#### Your goal
Reproduce the material below, substituting "text label" for every occurrence of "noun phrase" and leaving everything else untouched.

::::::::::

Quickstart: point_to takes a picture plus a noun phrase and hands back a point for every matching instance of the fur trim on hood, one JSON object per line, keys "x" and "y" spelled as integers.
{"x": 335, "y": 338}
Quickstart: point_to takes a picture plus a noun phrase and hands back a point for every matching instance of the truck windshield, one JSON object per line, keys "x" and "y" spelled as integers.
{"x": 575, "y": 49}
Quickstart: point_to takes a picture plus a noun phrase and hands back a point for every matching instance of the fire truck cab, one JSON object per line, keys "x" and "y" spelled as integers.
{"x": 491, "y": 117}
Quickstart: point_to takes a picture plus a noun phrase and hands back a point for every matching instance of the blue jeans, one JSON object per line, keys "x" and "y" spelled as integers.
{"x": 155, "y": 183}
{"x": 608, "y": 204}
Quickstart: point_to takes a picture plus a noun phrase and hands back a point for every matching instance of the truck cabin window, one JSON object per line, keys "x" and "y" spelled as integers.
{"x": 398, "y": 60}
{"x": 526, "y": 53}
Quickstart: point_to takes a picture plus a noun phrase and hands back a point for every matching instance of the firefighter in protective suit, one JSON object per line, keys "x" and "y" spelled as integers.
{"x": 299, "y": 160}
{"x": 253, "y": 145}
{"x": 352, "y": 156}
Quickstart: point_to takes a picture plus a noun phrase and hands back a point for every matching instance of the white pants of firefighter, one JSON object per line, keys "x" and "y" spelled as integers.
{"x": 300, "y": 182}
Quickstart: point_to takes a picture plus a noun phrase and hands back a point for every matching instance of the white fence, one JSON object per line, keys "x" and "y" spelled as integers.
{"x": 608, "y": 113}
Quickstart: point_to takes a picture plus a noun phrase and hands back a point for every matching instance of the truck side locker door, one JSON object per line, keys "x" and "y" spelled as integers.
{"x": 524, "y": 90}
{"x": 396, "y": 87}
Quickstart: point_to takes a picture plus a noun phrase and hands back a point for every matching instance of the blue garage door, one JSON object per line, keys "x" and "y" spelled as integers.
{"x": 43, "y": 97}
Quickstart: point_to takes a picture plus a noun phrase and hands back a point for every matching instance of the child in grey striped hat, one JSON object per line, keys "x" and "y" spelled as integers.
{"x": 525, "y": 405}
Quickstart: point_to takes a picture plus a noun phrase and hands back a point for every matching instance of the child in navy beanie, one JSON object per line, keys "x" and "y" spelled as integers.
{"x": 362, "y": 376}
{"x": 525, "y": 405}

::::::::::

#### Solution for this problem
Quickstart: point_to takes a picture plus a text label and hands back a point for every matching instance of the fur trim on hood, one JSON object per line, keys "x" and "y" spelled as integers.
{"x": 335, "y": 338}
Quickstart: point_to takes a picture plus a text label and hands back a point for every matching instance of the truck windshield, one JSON object per line, keys "x" and "y" spelled as integers.
{"x": 575, "y": 49}
Quickstart: point_to takes a picture plus a text label and hands back a point for every matching instance of the fire truck cab, one JSON object per line, keys "x" and "y" spelled as integers.
{"x": 491, "y": 117}
Quickstart: point_to takes a picture plus a text label and hands back a point for every matching instance of the blue jeans, one JSON object per line, keys "x" and "y" spelled as integers.
{"x": 155, "y": 183}
{"x": 608, "y": 204}
Quickstart: point_to takes a picture plus a text label and hands back a point for every matching instance of the truck cabin window, one JSON object per line, keys "x" and "y" spelled as integers.
{"x": 398, "y": 60}
{"x": 526, "y": 53}
Quickstart: point_to takes a picture plus a text label and hands back a point for every matching instance of the firefighter in protective suit, one JSON object per line, keys "x" and "y" spelled as integers.
{"x": 299, "y": 160}
{"x": 253, "y": 145}
{"x": 352, "y": 156}
Quickstart: point_to takes a picture plus a text label and hands back a point for every matching instance of the white pants of firefighter, one JSON object per line, keys "x" and "y" spelled as integers.
{"x": 300, "y": 182}
Quickstart: point_to takes a picture plus a text label and hands back a point for every matching instance of the white fence, one JSON object per line, keys "x" and "y" spelled as integers.
{"x": 608, "y": 113}
Quickstart: point_to takes a picture plus a text label and hands back a point for every matching instance of the truck side locker door, one JSON object per line, keys "x" and "y" spelled as integers.
{"x": 524, "y": 90}
{"x": 396, "y": 87}
Quickstart: point_to takes a picture plus a text label and hands back a point for every matching instance of the blue garage door, one JSON object per line, keys "x" and "y" spelled as integers.
{"x": 43, "y": 97}
Quickstart: point_to takes a picture plus a text label and hands back a point for every matching instance of the child in grey striped hat, one JSON object per line, keys "x" and "y" spelled as integers.
{"x": 525, "y": 405}
Quickstart: point_to takes a picture plus a text label and hands back a point for every matching instance of the child in navy beanie, one JSON object per line, keys "x" and "y" spelled as integers.
{"x": 362, "y": 376}
{"x": 525, "y": 405}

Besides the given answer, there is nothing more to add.